> _EXERCISE PROMPT_:
Retype the records verbatim from their beginning through the line containing "160 313 177 344", including that line. Leave the pictures out.

(Image records with named regions)
_____
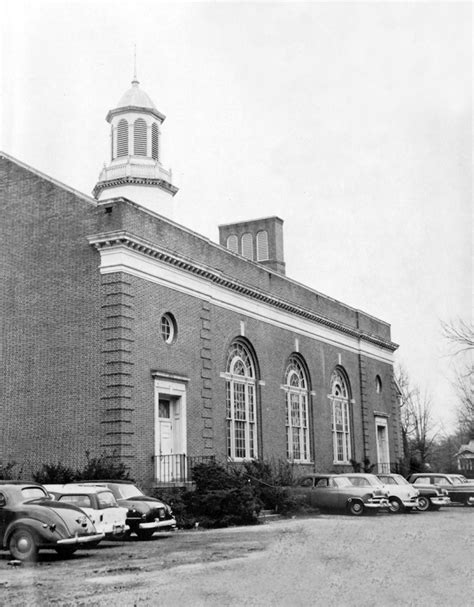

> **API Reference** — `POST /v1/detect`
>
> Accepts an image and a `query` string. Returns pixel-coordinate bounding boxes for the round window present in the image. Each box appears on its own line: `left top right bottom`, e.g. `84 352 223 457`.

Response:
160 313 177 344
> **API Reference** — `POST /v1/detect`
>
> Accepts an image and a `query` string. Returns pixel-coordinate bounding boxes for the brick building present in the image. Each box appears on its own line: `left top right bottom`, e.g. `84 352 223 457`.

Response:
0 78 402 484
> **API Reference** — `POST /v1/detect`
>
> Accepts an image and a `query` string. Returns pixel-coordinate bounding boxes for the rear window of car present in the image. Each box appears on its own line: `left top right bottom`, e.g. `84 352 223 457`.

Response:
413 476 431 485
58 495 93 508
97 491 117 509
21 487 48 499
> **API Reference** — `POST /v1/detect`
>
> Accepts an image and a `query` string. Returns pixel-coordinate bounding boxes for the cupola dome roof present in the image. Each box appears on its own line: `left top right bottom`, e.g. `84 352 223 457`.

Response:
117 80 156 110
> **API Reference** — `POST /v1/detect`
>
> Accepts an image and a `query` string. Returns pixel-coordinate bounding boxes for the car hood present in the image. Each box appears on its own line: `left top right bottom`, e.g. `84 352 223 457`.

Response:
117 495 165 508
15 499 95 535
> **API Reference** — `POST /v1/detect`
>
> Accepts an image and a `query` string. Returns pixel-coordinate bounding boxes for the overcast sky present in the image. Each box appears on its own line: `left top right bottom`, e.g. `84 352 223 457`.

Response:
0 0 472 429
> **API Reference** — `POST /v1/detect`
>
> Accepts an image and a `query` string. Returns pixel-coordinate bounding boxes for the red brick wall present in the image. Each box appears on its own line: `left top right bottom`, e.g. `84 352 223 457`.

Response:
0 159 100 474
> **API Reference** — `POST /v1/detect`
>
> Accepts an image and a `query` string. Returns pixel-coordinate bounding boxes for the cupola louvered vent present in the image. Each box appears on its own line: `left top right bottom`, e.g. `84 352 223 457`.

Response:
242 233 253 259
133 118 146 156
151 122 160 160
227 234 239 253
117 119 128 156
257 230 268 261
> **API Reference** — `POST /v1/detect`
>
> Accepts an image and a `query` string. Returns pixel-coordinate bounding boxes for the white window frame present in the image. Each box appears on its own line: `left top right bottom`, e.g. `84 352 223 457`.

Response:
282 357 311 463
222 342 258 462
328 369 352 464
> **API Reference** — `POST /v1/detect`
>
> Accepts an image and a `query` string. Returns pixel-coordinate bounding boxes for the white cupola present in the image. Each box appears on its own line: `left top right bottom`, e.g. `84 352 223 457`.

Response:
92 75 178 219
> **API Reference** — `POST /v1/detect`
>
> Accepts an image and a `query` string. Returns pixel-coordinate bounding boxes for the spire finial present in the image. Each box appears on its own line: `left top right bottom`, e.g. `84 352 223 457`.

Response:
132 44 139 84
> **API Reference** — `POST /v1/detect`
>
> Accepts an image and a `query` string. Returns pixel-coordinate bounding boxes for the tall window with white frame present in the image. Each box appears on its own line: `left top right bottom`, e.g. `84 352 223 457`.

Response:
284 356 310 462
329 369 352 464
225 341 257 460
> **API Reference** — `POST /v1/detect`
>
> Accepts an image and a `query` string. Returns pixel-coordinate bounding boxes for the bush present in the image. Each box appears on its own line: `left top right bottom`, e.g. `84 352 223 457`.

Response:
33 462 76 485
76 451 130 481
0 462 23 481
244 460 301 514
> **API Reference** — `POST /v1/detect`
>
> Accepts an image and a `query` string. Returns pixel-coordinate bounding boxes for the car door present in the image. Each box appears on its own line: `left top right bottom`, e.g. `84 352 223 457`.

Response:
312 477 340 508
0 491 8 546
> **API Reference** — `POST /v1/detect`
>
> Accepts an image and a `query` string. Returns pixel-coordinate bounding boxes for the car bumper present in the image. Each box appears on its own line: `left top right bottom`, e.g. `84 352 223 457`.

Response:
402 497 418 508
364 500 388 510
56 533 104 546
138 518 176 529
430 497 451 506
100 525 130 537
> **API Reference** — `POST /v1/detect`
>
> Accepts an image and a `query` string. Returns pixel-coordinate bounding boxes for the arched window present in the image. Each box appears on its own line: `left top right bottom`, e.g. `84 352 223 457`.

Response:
_____
> _EXERCISE RESULT_:
> **API Reference** — `POST /v1/detect`
>
> Accepts an image and a `query` string. Returns pixel-coordinate bounding boxes for the round window present in the image. Each box appears on its own line: `left top right bottom`, e.g. `84 352 223 457`.

Response:
160 313 177 344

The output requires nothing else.